▶ WHAT YOU WILL DO
Set out everything from the line containing "like x=147, y=285." down to the line containing "x=294, y=541", both included, as a JSON list of strings, one string per line, with blank lines omitted.
--- BEGIN INFORMATION SHOWN ---
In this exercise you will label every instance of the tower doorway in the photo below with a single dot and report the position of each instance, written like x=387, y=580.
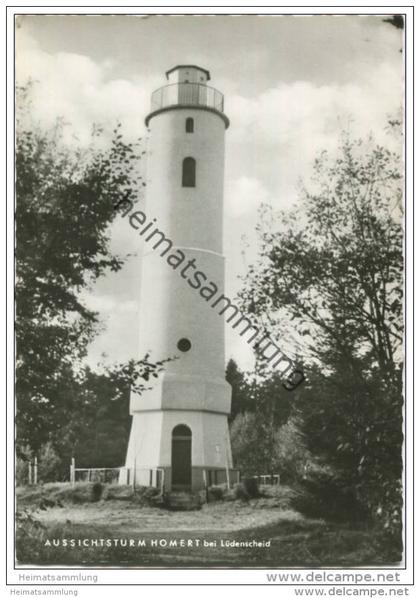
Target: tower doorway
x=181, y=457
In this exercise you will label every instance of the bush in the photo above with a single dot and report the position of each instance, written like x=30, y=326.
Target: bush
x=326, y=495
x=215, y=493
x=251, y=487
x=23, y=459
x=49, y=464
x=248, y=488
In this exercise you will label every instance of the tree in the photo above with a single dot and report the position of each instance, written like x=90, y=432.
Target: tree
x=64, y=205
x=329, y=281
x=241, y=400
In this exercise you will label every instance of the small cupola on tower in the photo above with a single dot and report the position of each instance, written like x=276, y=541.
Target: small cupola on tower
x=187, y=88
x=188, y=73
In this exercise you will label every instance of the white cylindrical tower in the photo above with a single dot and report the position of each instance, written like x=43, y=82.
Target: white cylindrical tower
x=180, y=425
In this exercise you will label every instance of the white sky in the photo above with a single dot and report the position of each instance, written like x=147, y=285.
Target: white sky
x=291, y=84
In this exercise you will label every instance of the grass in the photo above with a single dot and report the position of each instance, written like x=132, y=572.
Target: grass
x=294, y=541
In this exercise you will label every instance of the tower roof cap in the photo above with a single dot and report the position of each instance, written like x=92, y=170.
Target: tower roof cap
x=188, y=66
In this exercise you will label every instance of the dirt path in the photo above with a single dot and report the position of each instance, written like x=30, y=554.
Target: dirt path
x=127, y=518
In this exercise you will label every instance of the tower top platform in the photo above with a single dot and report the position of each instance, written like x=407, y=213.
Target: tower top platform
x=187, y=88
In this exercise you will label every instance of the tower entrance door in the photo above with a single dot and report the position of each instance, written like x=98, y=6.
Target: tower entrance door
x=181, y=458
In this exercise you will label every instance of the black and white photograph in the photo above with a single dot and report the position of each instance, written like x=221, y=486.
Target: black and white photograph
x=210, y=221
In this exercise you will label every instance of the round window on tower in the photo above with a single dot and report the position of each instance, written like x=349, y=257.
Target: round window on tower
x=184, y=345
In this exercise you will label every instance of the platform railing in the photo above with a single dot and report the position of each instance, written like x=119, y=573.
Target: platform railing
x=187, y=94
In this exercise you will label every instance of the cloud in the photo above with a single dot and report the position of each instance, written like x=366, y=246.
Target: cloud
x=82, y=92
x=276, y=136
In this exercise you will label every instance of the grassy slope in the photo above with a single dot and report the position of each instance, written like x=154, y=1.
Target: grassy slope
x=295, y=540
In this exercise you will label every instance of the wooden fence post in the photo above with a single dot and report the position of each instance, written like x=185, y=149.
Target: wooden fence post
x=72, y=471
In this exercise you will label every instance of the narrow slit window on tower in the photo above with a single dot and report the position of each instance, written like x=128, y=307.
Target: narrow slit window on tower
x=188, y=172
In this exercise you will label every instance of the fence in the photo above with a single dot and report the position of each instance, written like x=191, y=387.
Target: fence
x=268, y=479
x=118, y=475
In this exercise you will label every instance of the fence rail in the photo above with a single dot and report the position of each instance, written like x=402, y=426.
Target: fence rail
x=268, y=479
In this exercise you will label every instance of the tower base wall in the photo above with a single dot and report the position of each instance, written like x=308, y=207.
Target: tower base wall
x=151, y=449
--- END INFORMATION SHOWN ---
▶ SOLUTION
[
  "In this exercise you will label every instance of the white sky in the photo above with a single dot and report the position of each instance, written like x=147, y=285.",
  "Target: white sky",
  "x=291, y=84",
  "In this exercise you will label every instance of the grass in the photo above with a single dot and report the position of each instance, written like x=132, y=572.",
  "Target: grass",
  "x=294, y=541"
]